>>>>
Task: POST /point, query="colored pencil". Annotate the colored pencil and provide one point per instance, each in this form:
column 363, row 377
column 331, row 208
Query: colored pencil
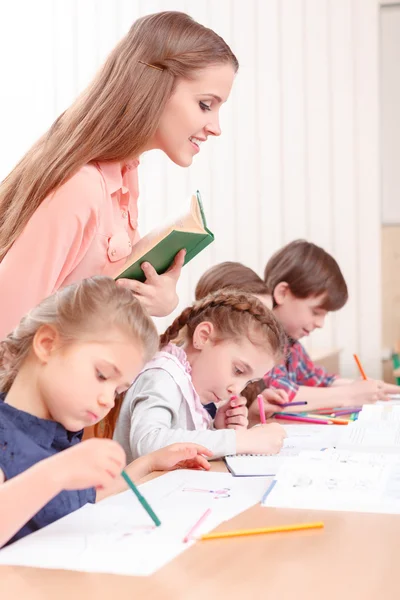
column 304, row 419
column 261, row 409
column 330, row 418
column 360, row 367
column 196, row 525
column 141, row 499
column 347, row 411
column 286, row 404
column 278, row 529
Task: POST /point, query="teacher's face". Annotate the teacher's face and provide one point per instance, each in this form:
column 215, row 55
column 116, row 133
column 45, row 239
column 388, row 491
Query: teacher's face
column 191, row 115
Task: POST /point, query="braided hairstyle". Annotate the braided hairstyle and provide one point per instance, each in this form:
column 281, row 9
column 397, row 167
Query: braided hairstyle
column 234, row 315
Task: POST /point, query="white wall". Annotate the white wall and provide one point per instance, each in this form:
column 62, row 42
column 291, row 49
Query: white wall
column 299, row 152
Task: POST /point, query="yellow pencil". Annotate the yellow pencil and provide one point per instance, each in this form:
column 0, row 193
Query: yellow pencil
column 278, row 529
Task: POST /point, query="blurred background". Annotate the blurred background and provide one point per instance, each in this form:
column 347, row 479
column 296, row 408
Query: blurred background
column 310, row 144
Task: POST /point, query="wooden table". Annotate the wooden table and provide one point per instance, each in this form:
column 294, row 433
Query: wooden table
column 356, row 557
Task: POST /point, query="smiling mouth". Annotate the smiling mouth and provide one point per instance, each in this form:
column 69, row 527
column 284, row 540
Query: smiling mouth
column 196, row 141
column 92, row 416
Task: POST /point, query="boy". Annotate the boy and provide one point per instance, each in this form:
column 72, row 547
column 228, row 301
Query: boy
column 304, row 283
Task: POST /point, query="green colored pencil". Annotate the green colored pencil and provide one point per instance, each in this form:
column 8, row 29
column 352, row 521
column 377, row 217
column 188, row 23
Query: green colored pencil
column 141, row 499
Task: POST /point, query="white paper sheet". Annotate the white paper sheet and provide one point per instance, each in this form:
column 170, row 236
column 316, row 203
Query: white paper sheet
column 338, row 480
column 374, row 436
column 299, row 438
column 117, row 536
column 387, row 412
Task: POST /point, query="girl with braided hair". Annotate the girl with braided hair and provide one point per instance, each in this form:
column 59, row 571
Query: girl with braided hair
column 227, row 338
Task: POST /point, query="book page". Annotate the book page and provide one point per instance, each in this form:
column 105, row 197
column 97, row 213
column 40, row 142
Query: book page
column 374, row 413
column 190, row 222
column 299, row 438
column 117, row 535
column 382, row 436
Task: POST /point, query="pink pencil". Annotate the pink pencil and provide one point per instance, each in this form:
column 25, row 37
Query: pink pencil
column 196, row 525
column 301, row 418
column 261, row 409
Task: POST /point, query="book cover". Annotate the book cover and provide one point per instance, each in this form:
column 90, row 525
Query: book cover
column 190, row 233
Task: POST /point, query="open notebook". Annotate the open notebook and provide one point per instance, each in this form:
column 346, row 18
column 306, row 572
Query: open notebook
column 299, row 438
column 160, row 246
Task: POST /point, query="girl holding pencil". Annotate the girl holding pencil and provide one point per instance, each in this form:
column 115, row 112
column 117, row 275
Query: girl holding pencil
column 207, row 355
column 66, row 366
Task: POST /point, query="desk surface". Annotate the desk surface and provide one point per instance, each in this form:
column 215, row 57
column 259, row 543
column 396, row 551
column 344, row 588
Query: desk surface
column 355, row 557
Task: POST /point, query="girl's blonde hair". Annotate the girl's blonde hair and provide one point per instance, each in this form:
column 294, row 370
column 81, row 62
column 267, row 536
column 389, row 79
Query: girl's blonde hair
column 234, row 315
column 113, row 119
column 81, row 311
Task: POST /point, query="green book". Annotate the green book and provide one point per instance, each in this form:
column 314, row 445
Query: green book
column 160, row 247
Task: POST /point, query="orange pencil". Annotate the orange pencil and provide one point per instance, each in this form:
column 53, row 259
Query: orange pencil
column 360, row 368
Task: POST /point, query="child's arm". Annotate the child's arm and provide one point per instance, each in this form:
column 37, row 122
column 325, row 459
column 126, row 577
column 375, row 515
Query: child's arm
column 88, row 464
column 176, row 456
column 158, row 416
column 36, row 488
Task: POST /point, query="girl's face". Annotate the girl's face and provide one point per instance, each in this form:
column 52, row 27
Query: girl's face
column 222, row 369
column 78, row 382
column 192, row 114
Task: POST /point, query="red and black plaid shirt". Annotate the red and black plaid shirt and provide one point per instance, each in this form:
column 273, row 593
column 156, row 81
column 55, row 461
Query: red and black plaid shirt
column 298, row 370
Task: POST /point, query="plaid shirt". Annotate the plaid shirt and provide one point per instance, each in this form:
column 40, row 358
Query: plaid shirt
column 298, row 370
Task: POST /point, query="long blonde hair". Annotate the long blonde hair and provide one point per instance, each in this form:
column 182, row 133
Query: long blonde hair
column 81, row 311
column 115, row 116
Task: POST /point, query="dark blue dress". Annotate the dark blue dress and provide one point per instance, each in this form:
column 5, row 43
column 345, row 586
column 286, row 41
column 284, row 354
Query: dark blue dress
column 24, row 441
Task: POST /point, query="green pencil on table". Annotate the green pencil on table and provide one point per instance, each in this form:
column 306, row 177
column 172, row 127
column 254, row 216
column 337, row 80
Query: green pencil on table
column 141, row 499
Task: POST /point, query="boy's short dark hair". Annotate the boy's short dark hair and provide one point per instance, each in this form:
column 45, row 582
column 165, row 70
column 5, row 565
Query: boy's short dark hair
column 309, row 271
column 230, row 275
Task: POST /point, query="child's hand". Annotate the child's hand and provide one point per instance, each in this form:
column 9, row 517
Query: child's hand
column 263, row 439
column 368, row 391
column 272, row 399
column 183, row 455
column 93, row 463
column 232, row 414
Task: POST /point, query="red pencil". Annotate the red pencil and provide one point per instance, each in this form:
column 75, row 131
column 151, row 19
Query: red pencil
column 360, row 368
column 196, row 525
column 261, row 409
column 292, row 417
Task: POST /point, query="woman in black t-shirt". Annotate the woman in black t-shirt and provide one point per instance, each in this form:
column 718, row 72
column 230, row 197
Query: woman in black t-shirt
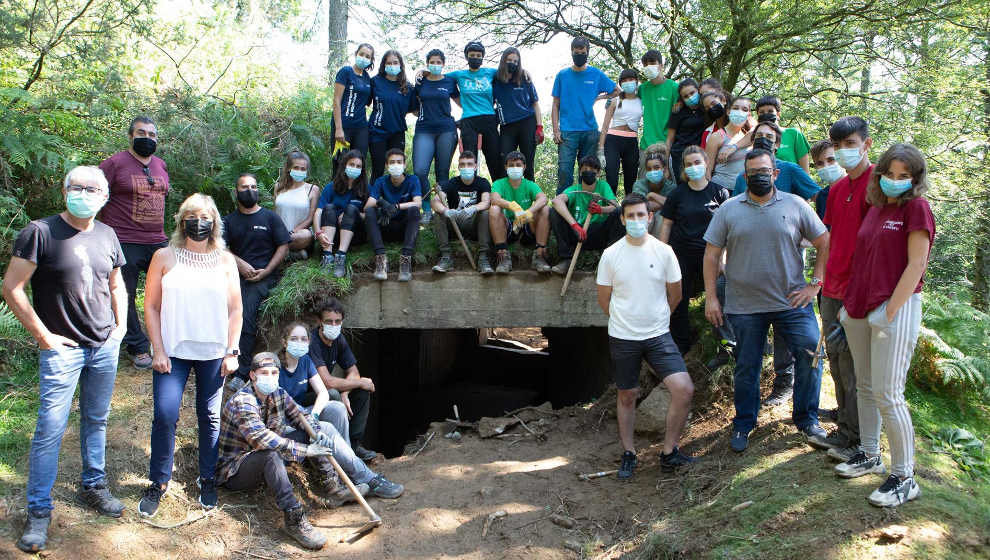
column 686, row 215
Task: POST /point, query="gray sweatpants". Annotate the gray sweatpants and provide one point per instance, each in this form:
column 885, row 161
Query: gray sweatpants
column 882, row 355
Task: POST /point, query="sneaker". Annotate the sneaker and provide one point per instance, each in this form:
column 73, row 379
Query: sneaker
column 35, row 534
column 739, row 441
column 99, row 498
column 669, row 463
column 381, row 267
column 385, row 488
column 152, row 496
column 895, row 491
column 504, row 262
column 859, row 465
column 445, row 264
column 628, row 465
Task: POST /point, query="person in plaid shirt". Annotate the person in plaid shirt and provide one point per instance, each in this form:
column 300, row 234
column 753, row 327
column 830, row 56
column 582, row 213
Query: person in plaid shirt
column 261, row 428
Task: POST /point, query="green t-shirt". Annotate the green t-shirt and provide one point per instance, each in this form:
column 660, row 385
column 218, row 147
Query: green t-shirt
column 793, row 145
column 578, row 203
column 658, row 100
column 525, row 195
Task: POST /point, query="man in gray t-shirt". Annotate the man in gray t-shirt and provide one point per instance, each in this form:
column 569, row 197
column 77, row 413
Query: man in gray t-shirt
column 760, row 233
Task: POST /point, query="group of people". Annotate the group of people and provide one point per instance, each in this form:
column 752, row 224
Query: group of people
column 716, row 201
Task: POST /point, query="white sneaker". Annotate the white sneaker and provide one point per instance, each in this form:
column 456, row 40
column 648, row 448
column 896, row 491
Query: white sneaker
column 895, row 492
column 859, row 465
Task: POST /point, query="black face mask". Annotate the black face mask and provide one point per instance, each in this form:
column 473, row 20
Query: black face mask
column 197, row 229
column 144, row 147
column 759, row 183
column 247, row 198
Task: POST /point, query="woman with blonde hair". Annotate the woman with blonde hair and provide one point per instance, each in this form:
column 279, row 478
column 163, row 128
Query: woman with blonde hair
column 192, row 310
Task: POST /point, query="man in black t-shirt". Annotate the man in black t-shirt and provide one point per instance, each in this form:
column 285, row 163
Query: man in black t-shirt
column 464, row 200
column 259, row 241
column 79, row 318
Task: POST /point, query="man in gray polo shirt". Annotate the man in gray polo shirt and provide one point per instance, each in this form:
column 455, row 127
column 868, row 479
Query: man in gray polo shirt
column 760, row 232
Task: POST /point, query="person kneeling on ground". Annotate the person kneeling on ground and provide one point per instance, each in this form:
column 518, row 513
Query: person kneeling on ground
column 462, row 202
column 637, row 271
column 519, row 210
column 574, row 204
column 262, row 428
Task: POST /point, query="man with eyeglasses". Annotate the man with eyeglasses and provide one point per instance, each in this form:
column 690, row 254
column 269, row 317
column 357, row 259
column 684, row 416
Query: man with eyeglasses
column 760, row 233
column 136, row 212
column 73, row 263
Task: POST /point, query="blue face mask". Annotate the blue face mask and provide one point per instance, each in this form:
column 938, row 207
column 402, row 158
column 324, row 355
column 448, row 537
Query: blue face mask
column 895, row 187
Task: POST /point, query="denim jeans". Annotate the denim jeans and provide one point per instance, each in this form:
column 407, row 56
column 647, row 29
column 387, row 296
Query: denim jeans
column 167, row 389
column 577, row 144
column 799, row 330
column 95, row 371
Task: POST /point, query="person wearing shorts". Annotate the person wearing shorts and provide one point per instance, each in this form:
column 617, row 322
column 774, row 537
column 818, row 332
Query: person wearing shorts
column 639, row 281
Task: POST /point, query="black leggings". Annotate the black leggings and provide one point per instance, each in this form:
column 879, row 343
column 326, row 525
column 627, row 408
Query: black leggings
column 624, row 149
column 520, row 135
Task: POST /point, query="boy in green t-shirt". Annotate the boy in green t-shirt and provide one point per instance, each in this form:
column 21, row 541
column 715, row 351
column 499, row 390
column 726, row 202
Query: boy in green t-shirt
column 519, row 210
column 574, row 205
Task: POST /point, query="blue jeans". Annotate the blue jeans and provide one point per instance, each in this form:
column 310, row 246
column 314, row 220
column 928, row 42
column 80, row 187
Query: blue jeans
column 577, row 144
column 94, row 370
column 168, row 389
column 799, row 330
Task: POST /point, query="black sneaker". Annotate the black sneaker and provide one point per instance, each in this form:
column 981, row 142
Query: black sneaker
column 669, row 463
column 99, row 498
column 628, row 465
column 152, row 496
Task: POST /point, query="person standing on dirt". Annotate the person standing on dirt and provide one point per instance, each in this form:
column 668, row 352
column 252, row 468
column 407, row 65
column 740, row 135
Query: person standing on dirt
column 136, row 212
column 262, row 428
column 639, row 281
column 760, row 234
column 73, row 263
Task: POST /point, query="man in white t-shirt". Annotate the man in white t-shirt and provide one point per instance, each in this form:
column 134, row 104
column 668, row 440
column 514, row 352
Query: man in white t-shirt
column 639, row 282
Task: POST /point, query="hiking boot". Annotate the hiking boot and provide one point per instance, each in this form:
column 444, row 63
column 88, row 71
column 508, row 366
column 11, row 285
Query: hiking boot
column 36, row 531
column 628, row 465
column 503, row 262
column 445, row 264
column 148, row 506
column 895, row 491
column 385, row 488
column 405, row 268
column 539, row 263
column 669, row 463
column 484, row 267
column 381, row 267
column 299, row 528
column 99, row 498
column 859, row 465
column 339, row 265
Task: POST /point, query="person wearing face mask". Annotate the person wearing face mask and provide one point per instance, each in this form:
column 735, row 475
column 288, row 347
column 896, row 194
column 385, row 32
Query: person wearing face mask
column 192, row 307
column 619, row 128
column 571, row 207
column 75, row 262
column 686, row 215
column 295, row 203
column 351, row 97
column 464, row 200
column 391, row 99
column 262, row 428
column 760, row 236
column 518, row 109
column 638, row 281
column 341, row 207
column 575, row 90
column 329, row 352
column 259, row 241
column 136, row 212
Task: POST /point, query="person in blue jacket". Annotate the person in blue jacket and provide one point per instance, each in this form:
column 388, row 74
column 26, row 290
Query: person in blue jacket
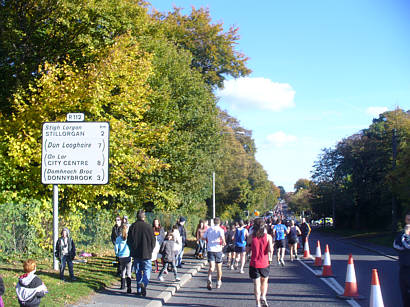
column 122, row 251
column 279, row 232
column 402, row 245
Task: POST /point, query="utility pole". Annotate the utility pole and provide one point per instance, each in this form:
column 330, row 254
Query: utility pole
column 213, row 196
column 393, row 200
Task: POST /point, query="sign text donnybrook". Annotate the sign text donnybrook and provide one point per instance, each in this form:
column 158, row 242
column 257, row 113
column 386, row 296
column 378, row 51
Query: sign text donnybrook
column 75, row 153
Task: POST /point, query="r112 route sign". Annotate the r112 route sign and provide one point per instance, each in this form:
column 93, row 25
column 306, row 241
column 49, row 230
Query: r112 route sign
column 75, row 153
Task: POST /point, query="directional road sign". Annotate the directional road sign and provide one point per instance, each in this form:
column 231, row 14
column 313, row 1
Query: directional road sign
column 75, row 153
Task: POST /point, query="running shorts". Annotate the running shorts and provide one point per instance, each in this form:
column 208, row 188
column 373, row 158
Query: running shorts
column 280, row 243
column 292, row 240
column 215, row 256
column 258, row 272
column 240, row 249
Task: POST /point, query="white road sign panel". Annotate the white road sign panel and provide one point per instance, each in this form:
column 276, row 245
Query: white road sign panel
column 75, row 153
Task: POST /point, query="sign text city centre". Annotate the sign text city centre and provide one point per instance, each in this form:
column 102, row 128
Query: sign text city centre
column 75, row 153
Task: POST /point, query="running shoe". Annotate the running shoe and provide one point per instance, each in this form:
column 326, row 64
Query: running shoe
column 283, row 262
column 143, row 290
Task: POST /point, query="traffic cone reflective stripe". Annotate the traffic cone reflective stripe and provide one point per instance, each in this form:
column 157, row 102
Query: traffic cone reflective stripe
column 350, row 283
column 327, row 267
column 318, row 257
column 306, row 252
column 376, row 299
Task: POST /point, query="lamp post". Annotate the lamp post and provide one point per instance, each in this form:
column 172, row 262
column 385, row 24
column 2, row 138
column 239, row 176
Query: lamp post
column 213, row 176
column 213, row 195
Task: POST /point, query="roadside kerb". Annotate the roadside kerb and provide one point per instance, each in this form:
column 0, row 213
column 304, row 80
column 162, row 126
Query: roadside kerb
column 363, row 246
column 370, row 249
column 166, row 295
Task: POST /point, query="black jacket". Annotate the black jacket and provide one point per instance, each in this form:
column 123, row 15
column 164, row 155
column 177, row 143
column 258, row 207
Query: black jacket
column 71, row 247
column 182, row 232
column 115, row 233
column 141, row 240
column 167, row 250
column 27, row 289
column 2, row 289
column 305, row 229
column 404, row 253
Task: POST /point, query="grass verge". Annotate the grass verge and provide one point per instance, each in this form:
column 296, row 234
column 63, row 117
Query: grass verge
column 383, row 238
column 96, row 274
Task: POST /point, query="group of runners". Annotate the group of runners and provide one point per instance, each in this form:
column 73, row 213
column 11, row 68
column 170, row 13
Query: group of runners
column 255, row 241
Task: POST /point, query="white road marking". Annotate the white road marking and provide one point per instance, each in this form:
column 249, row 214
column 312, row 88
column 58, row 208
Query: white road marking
column 332, row 283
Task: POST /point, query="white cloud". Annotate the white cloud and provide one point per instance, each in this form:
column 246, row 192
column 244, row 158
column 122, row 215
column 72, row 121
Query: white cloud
column 260, row 93
column 376, row 111
column 280, row 138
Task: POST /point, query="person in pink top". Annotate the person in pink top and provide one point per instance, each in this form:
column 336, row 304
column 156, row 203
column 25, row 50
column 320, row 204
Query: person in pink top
column 261, row 246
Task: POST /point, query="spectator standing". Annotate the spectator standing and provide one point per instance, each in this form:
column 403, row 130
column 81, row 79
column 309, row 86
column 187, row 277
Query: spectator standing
column 200, row 247
column 115, row 232
column 182, row 232
column 241, row 235
column 215, row 238
column 2, row 289
column 159, row 237
column 260, row 244
column 167, row 251
column 65, row 252
column 230, row 245
column 141, row 242
column 122, row 251
column 305, row 229
column 294, row 232
column 30, row 289
column 402, row 245
column 279, row 232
<<<<
Restate word for word the lines in the material above from the one with "Query: green t-shirt" to the one with "column 77, row 413"; both of those lines count, and nothing else does.

Query: green t-shirt
column 793, row 145
column 578, row 203
column 658, row 100
column 525, row 195
Task: POST /point, query="man in gray t-shirt". Annotate the man in gray t-shirt and provide one point per instance, each in this form:
column 569, row 197
column 77, row 413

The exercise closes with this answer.